◆ What you are asked to do: Please copy out all of the material below, changing every "instance" to "occurrence" and keeping everything else the same.
** begin Material **
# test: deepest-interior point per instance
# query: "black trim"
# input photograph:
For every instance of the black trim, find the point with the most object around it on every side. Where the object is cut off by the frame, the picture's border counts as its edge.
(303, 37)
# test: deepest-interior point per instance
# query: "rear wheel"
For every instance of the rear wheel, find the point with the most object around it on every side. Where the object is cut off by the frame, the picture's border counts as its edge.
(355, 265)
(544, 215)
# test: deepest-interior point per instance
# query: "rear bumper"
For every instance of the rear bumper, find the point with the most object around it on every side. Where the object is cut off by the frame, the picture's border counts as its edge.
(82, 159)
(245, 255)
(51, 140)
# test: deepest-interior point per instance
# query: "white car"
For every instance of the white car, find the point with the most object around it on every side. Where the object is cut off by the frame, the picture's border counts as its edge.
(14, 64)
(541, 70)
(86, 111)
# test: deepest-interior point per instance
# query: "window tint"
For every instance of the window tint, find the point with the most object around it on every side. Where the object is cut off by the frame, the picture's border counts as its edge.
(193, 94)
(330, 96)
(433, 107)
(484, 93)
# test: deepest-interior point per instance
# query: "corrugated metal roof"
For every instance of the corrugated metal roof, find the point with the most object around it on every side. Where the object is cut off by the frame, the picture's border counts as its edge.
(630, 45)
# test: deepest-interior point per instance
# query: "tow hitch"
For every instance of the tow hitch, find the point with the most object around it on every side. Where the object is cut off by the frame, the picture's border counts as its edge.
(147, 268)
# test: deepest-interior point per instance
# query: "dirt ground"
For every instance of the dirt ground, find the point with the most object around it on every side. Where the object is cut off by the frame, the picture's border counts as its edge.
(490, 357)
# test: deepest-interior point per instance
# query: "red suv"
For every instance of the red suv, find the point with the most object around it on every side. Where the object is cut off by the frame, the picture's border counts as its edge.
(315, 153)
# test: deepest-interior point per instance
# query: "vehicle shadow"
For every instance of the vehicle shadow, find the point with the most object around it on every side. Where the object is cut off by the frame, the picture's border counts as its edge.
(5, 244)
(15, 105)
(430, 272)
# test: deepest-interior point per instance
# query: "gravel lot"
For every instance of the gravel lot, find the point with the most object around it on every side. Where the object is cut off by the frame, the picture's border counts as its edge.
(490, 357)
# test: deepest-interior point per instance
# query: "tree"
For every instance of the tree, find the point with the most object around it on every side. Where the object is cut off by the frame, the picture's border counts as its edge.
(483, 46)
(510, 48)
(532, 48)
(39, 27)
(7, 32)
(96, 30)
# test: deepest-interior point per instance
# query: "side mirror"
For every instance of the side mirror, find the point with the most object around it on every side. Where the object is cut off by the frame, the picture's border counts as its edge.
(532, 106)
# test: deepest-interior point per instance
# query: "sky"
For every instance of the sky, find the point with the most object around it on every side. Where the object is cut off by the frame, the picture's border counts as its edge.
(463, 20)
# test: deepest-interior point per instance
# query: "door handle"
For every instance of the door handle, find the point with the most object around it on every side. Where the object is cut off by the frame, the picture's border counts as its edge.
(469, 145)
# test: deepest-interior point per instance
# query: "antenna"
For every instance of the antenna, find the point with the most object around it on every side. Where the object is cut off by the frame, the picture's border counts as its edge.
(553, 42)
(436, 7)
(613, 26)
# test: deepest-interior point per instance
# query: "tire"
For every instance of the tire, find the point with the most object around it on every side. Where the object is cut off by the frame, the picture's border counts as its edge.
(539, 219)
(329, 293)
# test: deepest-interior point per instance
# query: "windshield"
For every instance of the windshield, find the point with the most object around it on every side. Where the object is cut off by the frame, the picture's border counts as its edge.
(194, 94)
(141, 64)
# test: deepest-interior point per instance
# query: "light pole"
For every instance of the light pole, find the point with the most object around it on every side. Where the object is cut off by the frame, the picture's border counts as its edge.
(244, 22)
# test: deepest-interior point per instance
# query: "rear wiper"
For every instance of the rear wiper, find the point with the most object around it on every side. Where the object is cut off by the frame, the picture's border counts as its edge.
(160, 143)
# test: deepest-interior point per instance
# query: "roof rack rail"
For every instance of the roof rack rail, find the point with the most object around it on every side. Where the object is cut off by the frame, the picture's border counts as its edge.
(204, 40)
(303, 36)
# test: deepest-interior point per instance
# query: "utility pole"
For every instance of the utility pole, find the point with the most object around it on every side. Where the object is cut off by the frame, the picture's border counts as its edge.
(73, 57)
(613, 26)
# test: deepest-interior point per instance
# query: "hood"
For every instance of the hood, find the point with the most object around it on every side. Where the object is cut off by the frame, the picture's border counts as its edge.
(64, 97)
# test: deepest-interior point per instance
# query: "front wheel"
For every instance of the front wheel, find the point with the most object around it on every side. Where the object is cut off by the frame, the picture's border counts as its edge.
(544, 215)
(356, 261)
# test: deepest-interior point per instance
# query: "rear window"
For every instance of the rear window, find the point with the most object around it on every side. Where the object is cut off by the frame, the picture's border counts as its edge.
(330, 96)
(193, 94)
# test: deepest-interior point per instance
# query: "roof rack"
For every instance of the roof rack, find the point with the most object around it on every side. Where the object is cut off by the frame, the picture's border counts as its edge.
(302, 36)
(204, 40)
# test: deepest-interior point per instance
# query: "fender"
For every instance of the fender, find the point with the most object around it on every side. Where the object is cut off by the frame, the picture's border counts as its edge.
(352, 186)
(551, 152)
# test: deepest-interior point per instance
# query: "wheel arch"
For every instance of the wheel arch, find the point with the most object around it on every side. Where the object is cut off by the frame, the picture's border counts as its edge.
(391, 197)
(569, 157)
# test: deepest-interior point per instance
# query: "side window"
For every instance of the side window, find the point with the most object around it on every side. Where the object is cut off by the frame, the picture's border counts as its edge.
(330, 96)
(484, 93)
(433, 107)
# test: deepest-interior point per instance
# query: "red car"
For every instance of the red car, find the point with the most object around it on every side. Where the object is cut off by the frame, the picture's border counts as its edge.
** end Material **
◆ Answer to this task:
# test: deepest-interior point per occurrence
# query: "black trim"
# input photograph:
For every occurrence of the black trim, find the point with the most object around it on every side. Where the object is cut off by the frame, the picture's border counts as its edge.
(303, 37)
# test: deepest-interior point per occurrence
# query: "rear wheel"
For every occurrence of the rear wheel, find the point with the most object around it on every side. Where the object is cut off by the frame, the picture's border counts as its edge.
(355, 265)
(544, 215)
# test: deepest-interior point per occurrence
# query: "rear bumper"
For every occurrence of the rear bumper, find the point with the most object around it on every side. Where the object is cut off by the frame, the picture's border counts as its edge.
(82, 159)
(245, 255)
(51, 140)
# test: deepest-interior point per occurrence
# query: "white car"
For every occurrence of the white car, find the point with the most object around it on every side. Where the object is cut off by the frame, the picture's border counts as its edge.
(14, 64)
(541, 70)
(86, 111)
# test: deepest-interior point per occurrence
# query: "window tint"
For every occurrence of the window tint, find the point with the most object around it on every side. Where the object is cut off by the frame, the picture's border counts as its edge.
(193, 94)
(330, 96)
(433, 107)
(484, 93)
# test: deepest-interior point per occurrence
# query: "corrugated metal roof"
For every occurrence of the corrugated metal roof, find the point with the most object around it on every side. Where the object is cut off by the frame, the picture's border counts as its edge.
(630, 45)
# test: deepest-interior point per occurrence
# query: "tow hitch"
For every occurrence of the tow hitch, find the point with the most object around it on every side. Where the object is cut off by the frame, the picture's border counts as its edge.
(147, 268)
# test: deepest-interior point per occurrence
# query: "dirt ground"
For every occurrence of the dirt ground, find the point with the most object around it on every side. Where the object is cut off by the frame, the picture's border counts as its edge.
(490, 357)
# test: deepest-interior point per occurrence
# query: "red suv"
For every occurrence of the red suv, find the point with the most object around it on every side. Where the object is cut off by the frame, the picture's border counts as its edge.
(315, 153)
# test: deepest-interior point per occurrence
# query: "vehicle shadow"
For every occurrence of the vehicle shadow, find the point with the most object around it on every side. Where the object is cut off by the frame, the picture's border counts as its edge.
(5, 244)
(15, 105)
(430, 272)
# test: deepest-interior point per occurrence
# query: "gravel lot"
For every occurrence of the gravel lot, find the point with the most object around it on every side. Where the object is cut off by the frame, the picture's border counts as its edge.
(490, 357)
# test: deepest-interior point per occurrence
# query: "tree"
For every occurrence of the tree, find the point with the most object around it on every side. Where the object is cut off by the frame, the picture's border counts as its edge.
(483, 46)
(510, 48)
(532, 48)
(39, 27)
(7, 32)
(96, 30)
# test: deepest-interior point per occurrence
# query: "side mirror"
For every occurrence of the side mirror, find the point with the most object around it on every side. Where the object is cut off by the frame, the picture's border counts as its edge.
(532, 106)
# test: deepest-interior point per occurrence
# query: "sky"
For every occurrence of the sky, find the point with the most object around it on every side. Where the object is cut off by the frame, the picture's border counts as its edge.
(463, 20)
# test: deepest-interior point per occurrence
# query: "door handle"
For every occurrence of the door handle, find the point with the most object around it on every side. Where the object is cut off by the frame, the picture's border counts as its edge.
(469, 145)
# test: deepest-interior point per occurrence
# query: "antenna"
For every occurrence of the antenna, find the point with the most object around it on every side. Where the object is cut off by the frame, the picture's border counts as its edge.
(553, 42)
(436, 7)
(613, 26)
# test: deepest-interior point per occurrence
# query: "tire"
For every occurrence of the tire, find the point with the most object around it on every side. Where the object is cut off by the frame, the picture's border counts as its edge.
(539, 219)
(329, 293)
# test: deepest-interior point per occurrence
# query: "windshield"
For every occurrence of the windshield, find the point with the most object around it on every side. Where the object is cut off by the frame, the picture's border counts as its edge.
(194, 94)
(141, 64)
# test: deepest-interior point per occurrence
# query: "light pole"
For every occurrence of the light pole, find the point with the most object around it on every side. Where the object is cut off by the frame, the picture's border counts as its edge.
(244, 22)
# test: deepest-interior point per occurrence
# query: "rear wiper"
For every occurrence of the rear wiper, find the point with the most object around it on every side. Where the object is cut off by the frame, the picture's border counts as its edge.
(160, 143)
# test: deepest-interior point per occurrence
# query: "roof rack rail"
For every occurrence of the roof rack rail, find the point with the most object around it on every side. Where the object is cut off by the frame, the picture's border counts as its edge.
(204, 40)
(303, 36)
# test: deepest-interior point per occurrence
# query: "utility pole"
For every occurrence of the utility pole, find the point with the most object around it on every side. Where the object is cut off by the frame, the picture's border counts as its edge.
(73, 57)
(613, 26)
# test: deepest-interior point per occurrence
# query: "hood"
For every occurrence of the hood, find the point with the most object around it on every side. Where the object is cut off by the frame, the picture's border counts as its edge.
(64, 97)
# test: deepest-interior point per occurrence
# query: "front wheel"
For every occurrence of the front wheel, find the point with the most object around it on every side. Where the object is cut off by the frame, the picture's border counts as its edge.
(544, 215)
(356, 261)
# test: deepest-interior point per occurrence
# query: "rear window"
For every occurrence of the rear window, find the point with the most object around it on every side. Where the object is cut off by the frame, the picture's border counts as its edge.
(330, 96)
(193, 94)
# test: deepest-interior point per occurrence
# query: "roof rack"
For every occurrence of the roof rack, find the point with the most object around it on every side. Where the object is cut off by the frame, the picture's border counts as its edge.
(302, 36)
(204, 40)
# test: deepest-interior point per occurrence
# query: "fender"
For every occurrence of the fender, find the point with the most object around it on every side. Where the object is cut off by the frame, the picture's border counts as its edge.
(352, 186)
(551, 152)
# test: deepest-interior point per occurrence
# query: "wheel arch"
For every occurrence of the wheel arch, find the point with the most object around it on every side. Where the object is cut off by the frame, the picture's border counts as its edge.
(391, 197)
(569, 157)
# test: deepest-interior point per occurrence
# query: "side window"
For every occurrence of the side window, find the point with the most object around it on every side. Where the object is cut off by the frame, the picture's border counts as its edge.
(330, 96)
(484, 93)
(433, 107)
# test: deepest-interior point per occurrence
# query: "red car"
For every occurrence of the red car, find the point with the most object around it on every side. Where the object is cut off by the frame, the picture's border counts as its edge.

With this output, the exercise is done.